§ **PROBLEM**:
Only one stretch of the data below is wanted: the lines starting at the one with "the white car" and ending at the one with "the bus rear", both included, given again exactly.

● ● ● ●

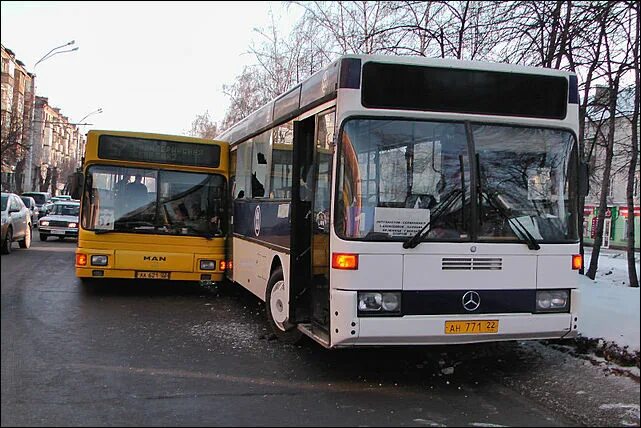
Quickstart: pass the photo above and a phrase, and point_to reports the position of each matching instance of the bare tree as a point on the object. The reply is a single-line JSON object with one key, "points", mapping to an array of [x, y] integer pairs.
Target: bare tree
{"points": [[203, 127], [634, 155], [14, 148], [617, 61]]}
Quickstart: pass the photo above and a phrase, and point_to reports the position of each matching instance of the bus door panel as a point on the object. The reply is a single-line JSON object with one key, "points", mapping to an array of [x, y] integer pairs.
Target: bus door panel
{"points": [[322, 173], [301, 221]]}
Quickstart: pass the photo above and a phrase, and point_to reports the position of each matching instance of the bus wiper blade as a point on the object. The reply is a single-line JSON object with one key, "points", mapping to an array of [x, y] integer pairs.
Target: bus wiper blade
{"points": [[202, 234], [103, 231], [527, 238], [439, 210]]}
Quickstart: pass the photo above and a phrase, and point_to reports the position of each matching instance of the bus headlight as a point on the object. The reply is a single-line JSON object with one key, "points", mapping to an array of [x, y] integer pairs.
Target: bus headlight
{"points": [[552, 300], [379, 302], [100, 260], [207, 265]]}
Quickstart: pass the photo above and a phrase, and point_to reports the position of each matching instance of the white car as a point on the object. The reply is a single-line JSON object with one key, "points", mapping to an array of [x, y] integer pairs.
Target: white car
{"points": [[61, 221]]}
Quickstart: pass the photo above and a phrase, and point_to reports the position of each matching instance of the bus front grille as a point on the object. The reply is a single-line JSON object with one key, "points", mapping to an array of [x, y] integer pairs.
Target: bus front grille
{"points": [[471, 263]]}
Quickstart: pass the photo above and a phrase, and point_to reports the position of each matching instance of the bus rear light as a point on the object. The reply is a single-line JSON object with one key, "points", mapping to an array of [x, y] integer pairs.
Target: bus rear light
{"points": [[345, 261], [99, 260], [207, 265], [81, 260], [577, 262]]}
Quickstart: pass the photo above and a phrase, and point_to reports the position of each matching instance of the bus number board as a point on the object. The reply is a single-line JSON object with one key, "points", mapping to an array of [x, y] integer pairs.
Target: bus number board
{"points": [[158, 151]]}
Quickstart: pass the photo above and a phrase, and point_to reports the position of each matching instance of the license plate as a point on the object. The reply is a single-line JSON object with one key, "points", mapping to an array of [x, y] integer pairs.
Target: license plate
{"points": [[152, 275], [471, 327]]}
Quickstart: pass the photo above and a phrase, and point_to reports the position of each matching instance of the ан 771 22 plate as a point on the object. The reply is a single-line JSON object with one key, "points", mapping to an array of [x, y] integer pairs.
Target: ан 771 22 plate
{"points": [[152, 275], [471, 327]]}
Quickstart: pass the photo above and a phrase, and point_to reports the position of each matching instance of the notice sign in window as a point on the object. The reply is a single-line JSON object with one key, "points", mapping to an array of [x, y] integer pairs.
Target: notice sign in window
{"points": [[158, 151], [400, 221]]}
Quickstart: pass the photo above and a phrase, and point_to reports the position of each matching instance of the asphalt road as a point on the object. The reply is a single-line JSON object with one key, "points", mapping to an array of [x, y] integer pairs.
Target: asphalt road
{"points": [[148, 353]]}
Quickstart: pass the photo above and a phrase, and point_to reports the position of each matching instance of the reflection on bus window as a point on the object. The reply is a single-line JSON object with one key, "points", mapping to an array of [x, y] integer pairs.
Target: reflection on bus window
{"points": [[151, 201]]}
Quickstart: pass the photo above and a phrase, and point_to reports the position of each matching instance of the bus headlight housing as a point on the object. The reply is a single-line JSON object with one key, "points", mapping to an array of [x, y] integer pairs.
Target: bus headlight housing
{"points": [[207, 265], [552, 300], [379, 303], [99, 260]]}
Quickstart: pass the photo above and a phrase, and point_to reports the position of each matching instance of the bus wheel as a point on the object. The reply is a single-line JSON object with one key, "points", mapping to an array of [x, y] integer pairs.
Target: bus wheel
{"points": [[8, 240], [276, 308]]}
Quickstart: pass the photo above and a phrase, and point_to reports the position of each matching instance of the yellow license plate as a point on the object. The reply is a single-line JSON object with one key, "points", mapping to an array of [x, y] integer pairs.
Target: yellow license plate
{"points": [[152, 275], [471, 327]]}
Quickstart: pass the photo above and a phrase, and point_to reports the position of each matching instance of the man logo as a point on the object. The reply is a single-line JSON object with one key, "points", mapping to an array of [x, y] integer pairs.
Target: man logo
{"points": [[471, 301], [257, 220]]}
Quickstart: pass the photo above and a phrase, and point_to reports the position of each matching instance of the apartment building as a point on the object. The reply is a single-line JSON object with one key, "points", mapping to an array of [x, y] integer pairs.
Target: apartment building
{"points": [[618, 218], [18, 94]]}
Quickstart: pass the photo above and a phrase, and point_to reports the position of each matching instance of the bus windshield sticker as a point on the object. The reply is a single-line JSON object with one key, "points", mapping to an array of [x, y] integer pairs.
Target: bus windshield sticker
{"points": [[539, 184], [105, 220], [283, 210], [400, 221]]}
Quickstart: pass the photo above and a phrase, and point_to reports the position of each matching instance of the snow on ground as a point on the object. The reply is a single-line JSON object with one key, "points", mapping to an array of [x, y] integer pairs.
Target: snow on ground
{"points": [[609, 308]]}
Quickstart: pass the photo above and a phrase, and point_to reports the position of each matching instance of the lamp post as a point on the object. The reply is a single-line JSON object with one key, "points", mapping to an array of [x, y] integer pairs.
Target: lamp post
{"points": [[32, 133], [79, 148]]}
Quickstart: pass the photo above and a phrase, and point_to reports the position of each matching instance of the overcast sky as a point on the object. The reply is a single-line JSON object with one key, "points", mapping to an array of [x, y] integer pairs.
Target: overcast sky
{"points": [[151, 66]]}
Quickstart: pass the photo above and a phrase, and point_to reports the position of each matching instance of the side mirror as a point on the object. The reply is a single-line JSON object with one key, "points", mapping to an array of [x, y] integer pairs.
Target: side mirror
{"points": [[77, 181], [584, 179]]}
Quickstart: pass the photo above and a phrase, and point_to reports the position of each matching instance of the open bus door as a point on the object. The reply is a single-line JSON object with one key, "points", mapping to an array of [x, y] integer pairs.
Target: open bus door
{"points": [[309, 257]]}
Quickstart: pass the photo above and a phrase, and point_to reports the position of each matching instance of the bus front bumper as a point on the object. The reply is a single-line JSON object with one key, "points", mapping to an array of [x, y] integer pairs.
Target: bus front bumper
{"points": [[347, 329], [108, 273]]}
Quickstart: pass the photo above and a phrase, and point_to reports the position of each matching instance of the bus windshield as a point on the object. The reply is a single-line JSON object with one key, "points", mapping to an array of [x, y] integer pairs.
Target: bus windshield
{"points": [[140, 200], [395, 175]]}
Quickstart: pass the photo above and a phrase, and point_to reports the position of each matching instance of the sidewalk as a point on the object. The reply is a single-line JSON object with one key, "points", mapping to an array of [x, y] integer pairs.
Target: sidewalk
{"points": [[609, 308]]}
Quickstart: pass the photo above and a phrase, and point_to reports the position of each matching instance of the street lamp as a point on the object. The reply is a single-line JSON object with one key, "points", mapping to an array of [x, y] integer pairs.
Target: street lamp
{"points": [[52, 53], [32, 133], [93, 112]]}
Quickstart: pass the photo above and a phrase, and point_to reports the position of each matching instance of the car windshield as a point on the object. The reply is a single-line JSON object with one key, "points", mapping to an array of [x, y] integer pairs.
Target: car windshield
{"points": [[65, 209], [38, 197], [140, 200], [395, 175]]}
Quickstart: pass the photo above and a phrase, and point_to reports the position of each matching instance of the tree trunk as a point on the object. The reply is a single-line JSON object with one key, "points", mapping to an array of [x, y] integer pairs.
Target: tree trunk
{"points": [[54, 181], [19, 176], [605, 184], [632, 271], [45, 186]]}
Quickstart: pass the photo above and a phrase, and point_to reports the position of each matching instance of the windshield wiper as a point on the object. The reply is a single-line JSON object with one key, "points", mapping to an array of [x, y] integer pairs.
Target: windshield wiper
{"points": [[439, 210], [131, 227], [527, 238]]}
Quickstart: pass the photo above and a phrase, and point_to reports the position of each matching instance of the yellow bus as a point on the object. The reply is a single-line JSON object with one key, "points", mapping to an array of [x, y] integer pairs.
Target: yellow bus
{"points": [[152, 207]]}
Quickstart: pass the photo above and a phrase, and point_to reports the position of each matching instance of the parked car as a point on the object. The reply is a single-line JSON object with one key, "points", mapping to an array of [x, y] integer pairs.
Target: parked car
{"points": [[30, 203], [42, 199], [16, 222], [61, 221]]}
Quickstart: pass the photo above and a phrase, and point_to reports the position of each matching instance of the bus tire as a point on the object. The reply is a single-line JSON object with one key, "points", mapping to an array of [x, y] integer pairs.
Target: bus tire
{"points": [[8, 240], [274, 307], [26, 241]]}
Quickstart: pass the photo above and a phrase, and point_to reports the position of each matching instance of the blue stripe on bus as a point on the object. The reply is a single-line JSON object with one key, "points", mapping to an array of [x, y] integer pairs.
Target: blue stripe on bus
{"points": [[273, 226]]}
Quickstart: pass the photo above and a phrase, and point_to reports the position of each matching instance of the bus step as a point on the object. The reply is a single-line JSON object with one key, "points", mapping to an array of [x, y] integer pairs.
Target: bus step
{"points": [[320, 338]]}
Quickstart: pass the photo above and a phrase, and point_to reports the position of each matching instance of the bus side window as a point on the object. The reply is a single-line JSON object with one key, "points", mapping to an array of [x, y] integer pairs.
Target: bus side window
{"points": [[261, 155], [281, 162], [243, 170]]}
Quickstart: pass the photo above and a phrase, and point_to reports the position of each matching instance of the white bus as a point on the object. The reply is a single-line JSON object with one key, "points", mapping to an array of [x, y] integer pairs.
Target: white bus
{"points": [[410, 201]]}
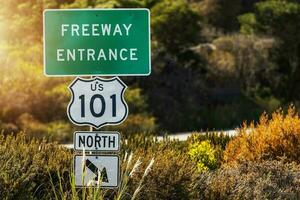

● ● ● ●

§ **ANSWER BOX**:
Quickstart: pass the photo above and a phrase, and point_to reports the position of each matching instance of the white car as a point on the object. The reply is a single-line JSON object with one key, "points", mapping to an array of [x, y] integer pairs.
Target: white car
{"points": [[61, 221]]}
Quickstart: pass the photo above and a phrase, and point_to reports the position of each matching instance of the bus front grille as a point on the object. The reply is a single-line JSON object with one key, "points", mapping to an array of [x, y] integer pairs.
Target: bus front grille
{"points": [[471, 263]]}
Quickstart: pass the photo above and a phrase, and point_to reports the position of each matching instance of the bus rear light as a point on the object. The reply is a single-line JSON object with one key, "points", mapping to an array of [x, y] integer pairs.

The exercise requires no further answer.